PROBLEMS AND TASKS
1) Decide whether each statement agrees with the Battlestar Galactica article: (a) the regular series premiered in the UK before it premiered in the U.S.; (b) the series is filmed in Los Angeles; (c) Dynamite Entertainment released a comic book series in 2006. For each, answer yes or no and quote the words from the article that settle it.
2) Reproduce the part of the Battlestar Galactica article that begins at the words "The cast of" and stops after "Thirteen (Season One)".

SELECTED PASSAGE
▼
This article is about the reimagining of Battlestar Galactica in 2003; for more about the miniseries, see Battlestar Galactica (2003 miniseries); for more about the subsequent television series, see Battlestar Galactica (2004 TV series); for other versions, see the main Battlestar Galactica page or Battlestar Galactica (disambiguation).
 This article or section contains information about an in-progress television show(s).
It may contain information of a speculative nature on future episodes, based on aired episodes, commercials for the show, its website, or other advance publicity. The content may change as future episodes are broadcast and more information becomes available.


Battlestar Galactica

The cast of Battlestar Galactica.
Genre Science fiction Drama
Running time 42 minutes (approx.)
Creator(s) Ronald D. Moore
Starring Edward James Olmos, Mary McDonnell, Katee Sackhoff, Jamie Bamber, James Callis, Tricia Helfer, and Grace Park
Country of origin USA, [1]
Original network/channel Sci Fi Channel (United States)
Original run December 8, 2003 (mini-series)
October 18, 2004 (regular series - UK)
January 14, 2005 (regular series - U.S.) – present
No. of episodes Two (mini-series)
Thirteen (Season One)
Twenty (Season Two)
IMDb profile

Battlestar Galactica was first reimagined as a science fiction miniseries that was first broadcast on the Sci Fi Channel on December 8, 2003. It spawned a regular television series which premiered on Sky One in the UK on October 18, 2004 and on Sci Fi Channel in the U.S. on January 14, 2005.

This new series was promoted as a "re-imagining" of the Universal Studios 1978 movie and television series Battlestar Galactica. It is not simply a remake of the original but a new direction taken from the same original premise, analogous to a "reboot" in comic books.

The series is filmed in Vancouver, British Columbia, Canada.

A new comic book series was released in 2006 by Dynamite Entertainment, featuring the characters from the re-imagined show.

Overview

The new series departs from the original in several respects. In style, it rejects the traditional televised science fiction styles of Star Trek adopted by the original in favor of what executive producer Ronald D. Moore calls "naturalistic science fiction". In premise, the new series recasts several key characters from male to female and introduces the notion that the Cylons, the cybernetic enemies of the humans, were created by man. In addition to the Cylon Centurions there are also humanoid models that very closely mimic a complete human down to the cellular level. The look of the new series also benefits from recent advances in computer-generated imaging and digital special effects.
▲
SOURCE MATERIAL
▼
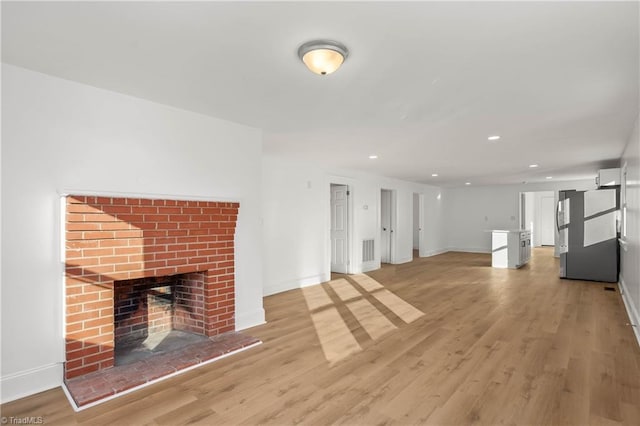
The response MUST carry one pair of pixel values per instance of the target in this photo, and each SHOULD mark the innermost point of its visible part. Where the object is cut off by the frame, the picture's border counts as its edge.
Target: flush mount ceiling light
(323, 56)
▲
TASK RESPONSES
1)
(a) Yes: "premiered on Sky One in the UK on October 18, 2004 and on Sci Fi Channel in the U.S. on January 14, 2005"
(b) No: "The series is filmed in Vancouver, British Columbia, Canada."
(c) Yes: "A new comic book series was released in 2006 by Dynamite Entertainment"

2)
The cast of Battlestar Galactica.
Genre Science fiction Drama
Running time 42 minutes (approx.)
Creator(s) Ronald D. Moore
Starring Edward James Olmos, Mary McDonnell, Katee Sackhoff, Jamie Bamber, James Callis, Tricia Helfer, and Grace Park
Country of origin USA, [1]
Original network/channel Sci Fi Channel (United States)
Original run December 8, 2003 (mini-series)
October 18, 2004 (regular series - UK)
January 14, 2005 (regular series - U.S.) – present
No. of episodes Two (mini-series)
Thirteen (Season One)